# Activity:
For the data that follows, report how many lines include the string "cutting", and write the number alone.

# Material supplied:
※ ※ ※

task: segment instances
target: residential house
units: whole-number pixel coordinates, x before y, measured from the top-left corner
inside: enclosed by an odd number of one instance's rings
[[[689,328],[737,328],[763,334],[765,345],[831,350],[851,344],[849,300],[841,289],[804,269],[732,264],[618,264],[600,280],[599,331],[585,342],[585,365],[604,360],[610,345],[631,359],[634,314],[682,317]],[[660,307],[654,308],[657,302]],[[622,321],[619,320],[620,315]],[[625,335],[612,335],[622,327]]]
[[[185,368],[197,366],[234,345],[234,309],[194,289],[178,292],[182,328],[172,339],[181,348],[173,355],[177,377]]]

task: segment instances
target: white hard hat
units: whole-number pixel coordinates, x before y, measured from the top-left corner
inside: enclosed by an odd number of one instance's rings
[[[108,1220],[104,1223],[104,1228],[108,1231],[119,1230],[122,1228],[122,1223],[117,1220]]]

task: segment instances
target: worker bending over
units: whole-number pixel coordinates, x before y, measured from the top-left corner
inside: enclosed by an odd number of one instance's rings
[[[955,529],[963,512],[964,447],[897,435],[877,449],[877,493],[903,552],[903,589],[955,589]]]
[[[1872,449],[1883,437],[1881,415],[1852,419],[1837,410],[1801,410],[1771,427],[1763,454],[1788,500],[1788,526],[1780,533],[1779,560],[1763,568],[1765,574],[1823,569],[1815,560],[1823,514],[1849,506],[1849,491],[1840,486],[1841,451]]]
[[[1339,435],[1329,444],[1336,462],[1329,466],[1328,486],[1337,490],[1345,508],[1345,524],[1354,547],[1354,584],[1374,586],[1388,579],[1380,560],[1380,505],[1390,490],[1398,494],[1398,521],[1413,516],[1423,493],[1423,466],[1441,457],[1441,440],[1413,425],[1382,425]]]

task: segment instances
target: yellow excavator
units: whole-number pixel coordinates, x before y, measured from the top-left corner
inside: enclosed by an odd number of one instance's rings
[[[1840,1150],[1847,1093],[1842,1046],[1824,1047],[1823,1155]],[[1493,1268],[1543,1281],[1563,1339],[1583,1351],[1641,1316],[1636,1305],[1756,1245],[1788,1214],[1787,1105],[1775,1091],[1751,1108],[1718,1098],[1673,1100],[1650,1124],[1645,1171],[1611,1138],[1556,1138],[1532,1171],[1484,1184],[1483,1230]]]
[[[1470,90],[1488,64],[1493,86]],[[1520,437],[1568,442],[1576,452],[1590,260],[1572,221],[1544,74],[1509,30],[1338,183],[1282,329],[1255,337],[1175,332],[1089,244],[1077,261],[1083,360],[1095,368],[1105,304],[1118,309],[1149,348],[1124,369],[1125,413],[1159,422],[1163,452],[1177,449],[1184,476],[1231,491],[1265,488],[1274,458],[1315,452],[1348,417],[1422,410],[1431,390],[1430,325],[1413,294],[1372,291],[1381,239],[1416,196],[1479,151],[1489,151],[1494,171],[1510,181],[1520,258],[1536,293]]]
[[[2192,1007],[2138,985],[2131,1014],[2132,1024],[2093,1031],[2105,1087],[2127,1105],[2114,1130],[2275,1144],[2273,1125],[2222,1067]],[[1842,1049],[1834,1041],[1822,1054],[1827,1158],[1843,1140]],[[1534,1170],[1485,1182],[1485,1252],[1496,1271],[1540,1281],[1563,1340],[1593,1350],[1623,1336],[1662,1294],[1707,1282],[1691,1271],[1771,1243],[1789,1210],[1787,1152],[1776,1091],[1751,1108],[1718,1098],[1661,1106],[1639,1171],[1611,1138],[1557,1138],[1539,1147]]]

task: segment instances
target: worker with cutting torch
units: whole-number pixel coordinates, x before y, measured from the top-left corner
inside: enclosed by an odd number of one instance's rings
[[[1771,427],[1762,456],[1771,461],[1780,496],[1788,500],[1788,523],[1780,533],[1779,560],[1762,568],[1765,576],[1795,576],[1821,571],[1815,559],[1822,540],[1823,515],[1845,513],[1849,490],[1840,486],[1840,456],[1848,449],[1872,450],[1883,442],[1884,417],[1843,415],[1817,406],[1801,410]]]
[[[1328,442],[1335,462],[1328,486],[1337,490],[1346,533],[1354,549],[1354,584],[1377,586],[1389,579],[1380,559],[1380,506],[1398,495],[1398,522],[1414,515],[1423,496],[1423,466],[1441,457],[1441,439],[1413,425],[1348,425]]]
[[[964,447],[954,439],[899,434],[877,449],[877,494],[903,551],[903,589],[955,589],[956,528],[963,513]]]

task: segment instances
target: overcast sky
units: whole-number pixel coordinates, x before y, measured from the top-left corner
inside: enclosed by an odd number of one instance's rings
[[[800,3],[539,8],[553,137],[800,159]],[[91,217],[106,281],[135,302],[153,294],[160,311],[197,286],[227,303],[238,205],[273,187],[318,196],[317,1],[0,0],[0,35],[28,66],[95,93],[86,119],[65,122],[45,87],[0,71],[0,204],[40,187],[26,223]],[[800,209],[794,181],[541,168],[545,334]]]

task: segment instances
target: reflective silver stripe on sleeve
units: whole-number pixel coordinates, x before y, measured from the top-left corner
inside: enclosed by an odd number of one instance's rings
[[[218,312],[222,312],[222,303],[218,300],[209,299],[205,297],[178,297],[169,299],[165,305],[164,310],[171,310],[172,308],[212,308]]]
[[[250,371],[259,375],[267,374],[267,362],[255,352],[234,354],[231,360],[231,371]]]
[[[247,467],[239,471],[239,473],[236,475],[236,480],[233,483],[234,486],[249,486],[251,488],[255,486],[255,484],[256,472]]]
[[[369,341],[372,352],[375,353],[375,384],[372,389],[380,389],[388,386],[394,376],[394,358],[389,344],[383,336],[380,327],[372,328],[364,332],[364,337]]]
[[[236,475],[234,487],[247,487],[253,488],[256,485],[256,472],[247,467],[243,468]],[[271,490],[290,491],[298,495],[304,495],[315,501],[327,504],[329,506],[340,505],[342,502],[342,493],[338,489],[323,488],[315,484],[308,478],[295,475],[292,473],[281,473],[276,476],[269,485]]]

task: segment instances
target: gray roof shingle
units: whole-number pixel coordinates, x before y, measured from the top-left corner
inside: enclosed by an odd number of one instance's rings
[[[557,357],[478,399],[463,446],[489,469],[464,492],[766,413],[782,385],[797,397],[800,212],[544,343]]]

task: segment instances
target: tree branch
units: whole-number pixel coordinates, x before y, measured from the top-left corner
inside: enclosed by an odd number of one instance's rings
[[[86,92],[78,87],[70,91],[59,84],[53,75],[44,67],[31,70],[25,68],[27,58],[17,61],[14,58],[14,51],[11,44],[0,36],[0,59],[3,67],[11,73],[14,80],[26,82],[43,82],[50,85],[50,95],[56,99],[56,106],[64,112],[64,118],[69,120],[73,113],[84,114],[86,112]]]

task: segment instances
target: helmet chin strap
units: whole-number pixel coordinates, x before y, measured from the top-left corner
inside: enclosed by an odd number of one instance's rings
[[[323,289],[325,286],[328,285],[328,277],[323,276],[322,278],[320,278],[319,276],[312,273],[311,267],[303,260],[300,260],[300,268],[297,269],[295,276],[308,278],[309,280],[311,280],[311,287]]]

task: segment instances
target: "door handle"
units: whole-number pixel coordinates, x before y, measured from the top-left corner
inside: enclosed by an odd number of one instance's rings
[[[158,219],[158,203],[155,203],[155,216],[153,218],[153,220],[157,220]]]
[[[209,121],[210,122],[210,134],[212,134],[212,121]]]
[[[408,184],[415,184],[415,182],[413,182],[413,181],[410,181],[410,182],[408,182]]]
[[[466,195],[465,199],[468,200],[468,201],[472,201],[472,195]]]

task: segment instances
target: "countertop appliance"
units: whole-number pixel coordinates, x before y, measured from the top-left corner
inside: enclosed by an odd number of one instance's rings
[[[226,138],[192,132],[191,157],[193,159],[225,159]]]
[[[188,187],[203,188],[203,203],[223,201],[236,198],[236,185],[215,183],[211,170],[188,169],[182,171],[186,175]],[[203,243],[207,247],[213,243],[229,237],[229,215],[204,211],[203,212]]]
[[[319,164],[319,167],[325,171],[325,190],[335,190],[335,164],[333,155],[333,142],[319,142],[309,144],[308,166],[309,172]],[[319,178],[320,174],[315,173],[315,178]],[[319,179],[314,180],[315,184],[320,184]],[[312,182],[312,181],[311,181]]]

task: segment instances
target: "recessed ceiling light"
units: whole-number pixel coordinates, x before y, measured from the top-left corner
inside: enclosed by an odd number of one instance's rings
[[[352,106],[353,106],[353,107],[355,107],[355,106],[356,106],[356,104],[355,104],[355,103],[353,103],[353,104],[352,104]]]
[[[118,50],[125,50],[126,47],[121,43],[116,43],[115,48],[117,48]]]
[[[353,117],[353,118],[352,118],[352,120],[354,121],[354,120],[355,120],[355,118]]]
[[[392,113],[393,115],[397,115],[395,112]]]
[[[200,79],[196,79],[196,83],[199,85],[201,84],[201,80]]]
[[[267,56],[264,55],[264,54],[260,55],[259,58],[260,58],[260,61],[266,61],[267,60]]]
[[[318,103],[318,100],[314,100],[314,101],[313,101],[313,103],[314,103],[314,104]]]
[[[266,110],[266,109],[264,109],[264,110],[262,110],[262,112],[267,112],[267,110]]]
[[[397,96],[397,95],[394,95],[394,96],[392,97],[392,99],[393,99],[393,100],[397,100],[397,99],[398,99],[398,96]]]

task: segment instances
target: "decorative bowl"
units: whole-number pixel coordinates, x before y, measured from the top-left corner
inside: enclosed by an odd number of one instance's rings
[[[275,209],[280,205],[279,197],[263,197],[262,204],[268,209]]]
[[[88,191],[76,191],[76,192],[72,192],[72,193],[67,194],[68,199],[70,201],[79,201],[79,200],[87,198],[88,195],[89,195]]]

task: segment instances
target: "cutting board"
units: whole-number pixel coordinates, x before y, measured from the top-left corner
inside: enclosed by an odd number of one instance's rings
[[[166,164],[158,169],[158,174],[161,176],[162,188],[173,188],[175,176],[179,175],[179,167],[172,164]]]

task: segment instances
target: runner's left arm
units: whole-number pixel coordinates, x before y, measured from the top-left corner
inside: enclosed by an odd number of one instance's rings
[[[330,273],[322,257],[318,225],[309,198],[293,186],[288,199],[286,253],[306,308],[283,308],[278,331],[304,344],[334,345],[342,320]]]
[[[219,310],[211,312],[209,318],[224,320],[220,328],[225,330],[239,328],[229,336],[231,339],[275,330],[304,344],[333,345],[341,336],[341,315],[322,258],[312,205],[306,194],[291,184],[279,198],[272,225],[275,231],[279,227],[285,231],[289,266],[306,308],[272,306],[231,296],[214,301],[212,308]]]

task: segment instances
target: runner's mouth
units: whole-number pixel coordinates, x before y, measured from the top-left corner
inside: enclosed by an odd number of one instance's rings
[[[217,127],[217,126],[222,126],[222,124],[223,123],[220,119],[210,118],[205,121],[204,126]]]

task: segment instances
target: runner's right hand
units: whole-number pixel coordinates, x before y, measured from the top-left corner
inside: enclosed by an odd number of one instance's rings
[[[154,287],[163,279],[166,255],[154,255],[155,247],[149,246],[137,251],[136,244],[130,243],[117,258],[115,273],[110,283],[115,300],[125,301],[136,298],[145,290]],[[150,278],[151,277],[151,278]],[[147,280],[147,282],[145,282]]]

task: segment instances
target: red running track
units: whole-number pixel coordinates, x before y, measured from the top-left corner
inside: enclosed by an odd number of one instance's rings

※ ※ ※

# Written answer:
2